= Stated task =
Reproduce every one of the following items line for line, with no changes.

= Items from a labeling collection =
+===+

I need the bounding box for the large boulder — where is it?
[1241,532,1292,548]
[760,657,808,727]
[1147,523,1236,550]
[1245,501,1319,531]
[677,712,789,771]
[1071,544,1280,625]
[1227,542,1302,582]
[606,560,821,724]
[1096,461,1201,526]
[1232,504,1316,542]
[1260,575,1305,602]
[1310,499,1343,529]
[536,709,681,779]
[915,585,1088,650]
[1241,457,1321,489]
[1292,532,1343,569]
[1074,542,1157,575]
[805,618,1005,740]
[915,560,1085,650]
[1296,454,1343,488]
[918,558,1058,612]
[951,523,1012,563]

+===+

= The solution =
I need the bounding box for the large boulder — where is it?
[1241,532,1292,548]
[760,657,808,727]
[1147,523,1236,550]
[1245,501,1319,531]
[677,712,789,771]
[1071,544,1280,625]
[1227,542,1302,582]
[606,560,821,724]
[1096,461,1201,526]
[1232,504,1316,542]
[1260,575,1305,602]
[1310,499,1343,529]
[536,709,681,779]
[915,585,1088,650]
[1241,457,1321,489]
[1292,532,1343,569]
[1074,542,1157,575]
[805,618,1005,740]
[915,560,1085,650]
[1296,454,1343,488]
[918,558,1058,612]
[951,523,1012,563]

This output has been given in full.